> _Challenge 1_: Work out how many lines of the records contain the word "dark", treating uppercase and lowercase as different, and give only that number.

> _Page text_:
The analysis of the first graph is similar to that of Figure 9.6, except that connections are solely based on messages containing the text “cybersecurity.” Thus, some important individuals from Figure 9.6 do not appear in Figure 9.7 (e.g., Marc, Itai, and Ben), whereas others become comparatively more important than in the prior graph. Even with this change, there are some apparent similarities. There is a densely connected group of faculty and staff who remain in both networks because they are all affiliated with the new Cybersecurity program. Additionally, some of the playable case study researchers remain, since Derek was working on a project and a new grant related to the development of a cybersecurity playable case study during this time. In short, these images provide a view into Derek's work related to the cybersecurity topic.

> _Supplied records_:
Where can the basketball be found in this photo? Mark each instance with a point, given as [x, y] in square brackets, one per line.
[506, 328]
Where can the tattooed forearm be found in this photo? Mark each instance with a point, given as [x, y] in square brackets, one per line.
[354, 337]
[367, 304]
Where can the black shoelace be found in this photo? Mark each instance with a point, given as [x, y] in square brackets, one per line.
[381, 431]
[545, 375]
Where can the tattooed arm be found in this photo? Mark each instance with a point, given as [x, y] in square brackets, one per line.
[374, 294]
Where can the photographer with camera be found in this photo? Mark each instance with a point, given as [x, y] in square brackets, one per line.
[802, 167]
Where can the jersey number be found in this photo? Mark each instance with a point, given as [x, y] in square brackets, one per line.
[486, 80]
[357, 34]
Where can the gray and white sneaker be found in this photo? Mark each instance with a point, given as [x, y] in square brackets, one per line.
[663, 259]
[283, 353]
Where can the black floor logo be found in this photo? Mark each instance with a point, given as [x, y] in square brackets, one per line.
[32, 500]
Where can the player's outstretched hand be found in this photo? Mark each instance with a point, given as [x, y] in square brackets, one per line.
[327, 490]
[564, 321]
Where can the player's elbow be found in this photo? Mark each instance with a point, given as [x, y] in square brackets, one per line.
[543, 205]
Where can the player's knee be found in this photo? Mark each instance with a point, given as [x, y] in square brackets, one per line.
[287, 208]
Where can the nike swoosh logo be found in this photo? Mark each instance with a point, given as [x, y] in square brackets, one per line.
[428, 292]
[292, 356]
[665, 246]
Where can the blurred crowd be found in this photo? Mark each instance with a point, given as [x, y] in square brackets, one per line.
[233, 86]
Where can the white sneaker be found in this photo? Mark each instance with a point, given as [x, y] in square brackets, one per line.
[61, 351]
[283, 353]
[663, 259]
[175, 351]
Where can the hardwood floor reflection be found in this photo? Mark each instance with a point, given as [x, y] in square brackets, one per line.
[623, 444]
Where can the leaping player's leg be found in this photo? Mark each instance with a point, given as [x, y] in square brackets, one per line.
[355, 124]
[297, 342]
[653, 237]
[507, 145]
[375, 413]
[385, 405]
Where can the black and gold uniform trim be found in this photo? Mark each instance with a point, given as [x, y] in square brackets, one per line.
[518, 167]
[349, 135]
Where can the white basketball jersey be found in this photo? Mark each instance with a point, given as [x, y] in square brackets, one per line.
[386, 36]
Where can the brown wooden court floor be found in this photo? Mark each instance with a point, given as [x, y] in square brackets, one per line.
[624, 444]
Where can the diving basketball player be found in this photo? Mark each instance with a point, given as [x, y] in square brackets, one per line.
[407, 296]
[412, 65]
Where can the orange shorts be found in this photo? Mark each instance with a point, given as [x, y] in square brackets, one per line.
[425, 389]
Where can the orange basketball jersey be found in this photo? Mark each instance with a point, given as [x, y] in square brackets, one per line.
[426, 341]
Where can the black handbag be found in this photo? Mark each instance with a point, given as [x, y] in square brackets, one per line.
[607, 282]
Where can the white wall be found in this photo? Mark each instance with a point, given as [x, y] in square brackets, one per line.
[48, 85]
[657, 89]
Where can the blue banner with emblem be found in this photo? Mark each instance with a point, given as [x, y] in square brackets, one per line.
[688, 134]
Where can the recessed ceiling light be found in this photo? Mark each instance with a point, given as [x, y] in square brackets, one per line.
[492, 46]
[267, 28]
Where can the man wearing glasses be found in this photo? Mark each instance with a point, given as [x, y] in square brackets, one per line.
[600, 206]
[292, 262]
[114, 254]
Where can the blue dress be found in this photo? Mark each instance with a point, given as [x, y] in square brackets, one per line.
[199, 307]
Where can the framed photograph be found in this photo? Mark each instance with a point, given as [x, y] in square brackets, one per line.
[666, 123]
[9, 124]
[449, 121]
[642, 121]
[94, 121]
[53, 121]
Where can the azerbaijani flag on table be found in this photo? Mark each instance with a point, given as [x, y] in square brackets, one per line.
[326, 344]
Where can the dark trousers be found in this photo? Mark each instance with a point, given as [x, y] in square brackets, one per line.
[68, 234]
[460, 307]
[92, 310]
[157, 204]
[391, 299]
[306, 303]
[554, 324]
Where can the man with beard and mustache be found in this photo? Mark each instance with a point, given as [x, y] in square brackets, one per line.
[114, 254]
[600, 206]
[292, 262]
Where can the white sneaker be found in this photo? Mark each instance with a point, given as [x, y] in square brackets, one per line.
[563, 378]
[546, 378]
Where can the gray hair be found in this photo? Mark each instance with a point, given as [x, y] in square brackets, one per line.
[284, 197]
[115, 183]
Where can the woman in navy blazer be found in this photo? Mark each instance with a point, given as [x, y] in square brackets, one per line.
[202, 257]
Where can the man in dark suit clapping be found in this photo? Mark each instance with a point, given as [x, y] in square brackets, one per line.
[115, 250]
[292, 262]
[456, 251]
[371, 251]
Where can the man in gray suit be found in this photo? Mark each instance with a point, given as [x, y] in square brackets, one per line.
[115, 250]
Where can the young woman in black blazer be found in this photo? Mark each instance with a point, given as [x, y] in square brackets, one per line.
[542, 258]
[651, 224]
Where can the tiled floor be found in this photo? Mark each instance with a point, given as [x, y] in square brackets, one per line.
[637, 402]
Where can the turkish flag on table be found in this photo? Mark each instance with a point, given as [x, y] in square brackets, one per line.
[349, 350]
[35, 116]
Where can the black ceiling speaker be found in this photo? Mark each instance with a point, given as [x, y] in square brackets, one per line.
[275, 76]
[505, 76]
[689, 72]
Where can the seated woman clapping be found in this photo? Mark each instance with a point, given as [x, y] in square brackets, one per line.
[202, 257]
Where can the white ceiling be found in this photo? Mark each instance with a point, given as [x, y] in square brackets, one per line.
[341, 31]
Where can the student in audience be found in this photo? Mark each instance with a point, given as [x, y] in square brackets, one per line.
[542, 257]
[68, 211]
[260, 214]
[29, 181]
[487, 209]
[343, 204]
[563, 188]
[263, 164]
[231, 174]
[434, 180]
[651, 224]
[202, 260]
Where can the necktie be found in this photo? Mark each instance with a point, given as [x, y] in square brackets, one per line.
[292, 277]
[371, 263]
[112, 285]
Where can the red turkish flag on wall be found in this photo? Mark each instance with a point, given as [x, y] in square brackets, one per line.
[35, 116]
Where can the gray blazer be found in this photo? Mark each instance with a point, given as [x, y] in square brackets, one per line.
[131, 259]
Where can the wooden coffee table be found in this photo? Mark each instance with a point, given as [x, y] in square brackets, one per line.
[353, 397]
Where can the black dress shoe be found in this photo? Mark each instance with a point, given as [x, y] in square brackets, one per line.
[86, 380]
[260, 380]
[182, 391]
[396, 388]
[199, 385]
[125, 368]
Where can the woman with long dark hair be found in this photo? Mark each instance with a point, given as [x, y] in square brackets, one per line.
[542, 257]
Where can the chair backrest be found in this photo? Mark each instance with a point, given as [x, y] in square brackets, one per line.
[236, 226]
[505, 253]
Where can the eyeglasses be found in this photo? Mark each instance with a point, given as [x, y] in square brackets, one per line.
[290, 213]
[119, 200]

> _Challenge 2_: Rewrite everything from "The analysis of" down to "the cybersecurity topic." in the passage about the cybersecurity network graphs, replacing "Derek" with "the researcher" each time it appears.

> _Answer 1_: 3

> _Answer 2_:
The analysis of the first graph is similar to that of Figure 9.6, except that connections are solely based on messages containing the text “cybersecurity.” Thus, some important individuals from Figure 9.6 do not appear in Figure 9.7 (e.g., Marc, Itai, and Ben), whereas others become comparatively more important than in the prior graph. Even with this change, there are some apparent similarities. There is a densely connected group of faculty and staff who remain in both networks because they are all affiliated with the new Cybersecurity program. Additionally, some of the playable case study researchers remain, since the researcher was working on a project and a new grant related to the development of a cybersecurity playable case study during this time. In short, these images provide a view into the researcher's work related to the cybersecurity topic.